WORK TO BE COMPLETED
Render the data that follows as a Markdown table with the columns Row and Line, numbering each non-blank line and skipping blank ones.

┌──

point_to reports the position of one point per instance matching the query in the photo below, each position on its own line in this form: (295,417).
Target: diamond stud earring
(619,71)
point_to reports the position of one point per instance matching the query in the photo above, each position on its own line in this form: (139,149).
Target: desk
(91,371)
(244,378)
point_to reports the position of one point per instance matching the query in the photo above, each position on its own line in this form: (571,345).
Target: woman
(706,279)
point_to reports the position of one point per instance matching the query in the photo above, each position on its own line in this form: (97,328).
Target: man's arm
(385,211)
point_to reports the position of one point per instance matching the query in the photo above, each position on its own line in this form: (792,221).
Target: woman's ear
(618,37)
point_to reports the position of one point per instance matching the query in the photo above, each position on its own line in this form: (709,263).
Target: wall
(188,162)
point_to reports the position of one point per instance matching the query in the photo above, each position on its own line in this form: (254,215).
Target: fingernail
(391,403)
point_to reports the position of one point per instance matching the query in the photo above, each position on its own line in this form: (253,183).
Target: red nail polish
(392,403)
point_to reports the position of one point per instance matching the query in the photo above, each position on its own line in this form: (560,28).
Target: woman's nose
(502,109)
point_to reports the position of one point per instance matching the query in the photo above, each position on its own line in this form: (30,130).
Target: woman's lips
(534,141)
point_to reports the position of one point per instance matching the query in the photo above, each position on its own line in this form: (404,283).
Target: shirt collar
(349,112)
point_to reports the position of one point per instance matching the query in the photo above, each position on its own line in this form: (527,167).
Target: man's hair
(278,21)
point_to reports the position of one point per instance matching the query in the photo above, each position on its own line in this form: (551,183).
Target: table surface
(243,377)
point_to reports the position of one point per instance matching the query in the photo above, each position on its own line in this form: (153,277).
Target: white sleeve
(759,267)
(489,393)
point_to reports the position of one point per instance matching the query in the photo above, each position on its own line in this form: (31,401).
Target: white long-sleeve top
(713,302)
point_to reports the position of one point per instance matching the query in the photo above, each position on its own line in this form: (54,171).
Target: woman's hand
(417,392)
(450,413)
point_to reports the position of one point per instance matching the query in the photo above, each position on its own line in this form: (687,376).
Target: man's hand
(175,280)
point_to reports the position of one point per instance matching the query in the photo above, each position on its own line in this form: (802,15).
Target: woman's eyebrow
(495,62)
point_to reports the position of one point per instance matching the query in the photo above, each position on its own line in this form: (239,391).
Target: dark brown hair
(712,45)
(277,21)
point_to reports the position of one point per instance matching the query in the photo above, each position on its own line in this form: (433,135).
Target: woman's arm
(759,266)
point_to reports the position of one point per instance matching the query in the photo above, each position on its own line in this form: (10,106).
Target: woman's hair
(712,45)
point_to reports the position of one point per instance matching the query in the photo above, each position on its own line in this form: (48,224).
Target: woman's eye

└──

TASK OUTPUT
| Row | Line |
|---|---|
| 1 | point_to reports the position of one point per instance matching the query in the photo below, each position on its own line in this form: (295,417). |
| 2 | Target: diamond stud earring |
| 3 | (619,71) |
| 4 | point_to reports the position of one point per instance matching the query in the photo above, each position on its own line in this form: (139,149). |
| 5 | Target: desk |
| 6 | (91,371) |
| 7 | (244,378) |
| 8 | point_to reports the position of one point per instance matching the query in the photo above, each position on its own line in this form: (571,345). |
| 9 | Target: woman |
| 10 | (706,279) |
| 11 | point_to reports the position of one point per instance matching the query in the photo above, each position on its own line in this form: (97,328). |
| 12 | Target: man's arm |
| 13 | (385,211) |
| 14 | point_to reports the position of one point per instance matching the query in the photo above, each position on its own line in this form: (792,221). |
| 15 | Target: woman's ear |
| 16 | (618,37) |
| 17 | point_to reports the position of one point per instance matching the query in the photo above, each position on its own line in this form: (709,263). |
| 18 | Target: wall |
| 19 | (188,162) |
| 20 | point_to reports the position of one point per instance matching the query in the photo above, each position on its own line in this form: (254,215). |
| 21 | Target: fingernail |
| 22 | (391,403) |
| 23 | point_to reports the position of one point per instance matching the query in the photo above, each position on its own line in this form: (253,183). |
| 24 | Target: red nail polish |
| 25 | (392,403) |
| 26 | point_to reports the position of one point per instance matching the query in the photo above, each position on its own line in this form: (560,28). |
| 27 | Target: woman's nose |
| 28 | (502,109) |
| 29 | point_to reports the position of one point per instance matching the query in the photo above, each position on its own line in this form: (30,130). |
| 30 | Target: woman's lips |
| 31 | (534,141) |
| 32 | point_to reports the position of one point per instance matching the query in the photo above, each position on its own line in this form: (404,283). |
| 33 | Target: shirt collar |
| 34 | (349,112) |
| 35 | point_to reports the position of one point per instance matching the query in the photo above, each position on its own line in this form: (527,167). |
| 36 | Target: man's hair |
| 37 | (278,21) |
| 38 | point_to reports the position of one point per instance matching the query in the photo above, each position on its own line in this form: (551,183). |
| 39 | Target: table surface |
| 40 | (243,377) |
| 41 | point_to reports the position of one point per instance matching the query in the photo above, each position on its own line in this form: (153,277). |
| 42 | Target: white sleeve |
| 43 | (759,267) |
| 44 | (489,393) |
| 45 | point_to reports the position of one point per instance matching the query in the photo above, each position on its own line in this form: (31,401). |
| 46 | Target: white long-sleeve top |
| 47 | (713,302) |
| 48 | point_to reports the position of one point per instance matching the query in the photo above, each position on its own line in this form: (54,171). |
| 49 | Target: woman's hand |
| 50 | (417,392) |
| 51 | (450,413) |
| 52 | point_to reports the position of one point per instance matching the query in the photo above, each position on its own line in this form: (687,376). |
| 53 | Target: man's hand |
| 54 | (175,280) |
| 55 | point_to reports the position of one point per instance matching the query in the photo above, each position on its own line in this form: (802,15). |
| 56 | Target: woman's eyebrow |
| 57 | (495,62) |
| 58 | point_to reports the position of one point per instance matching the query in the photo above, each position on its own line in this form: (239,391). |
| 59 | Target: dark brown hair |
| 60 | (712,45) |
| 61 | (277,21) |
| 62 | point_to reports the position of one point per instance matching the query in the photo above, each position on its own line in this form: (433,135). |
| 63 | Target: woman's arm |
| 64 | (759,266) |
| 65 | point_to reports the position of one point per instance matching the query in the photo above, each position on its own line in this form: (10,106). |
| 66 | Target: woman's hair |
| 67 | (712,45) |
| 68 | point_to reports the position of one point per instance matching the query in the photo above, each position on its own line in this form: (48,224). |
| 69 | Target: woman's eye |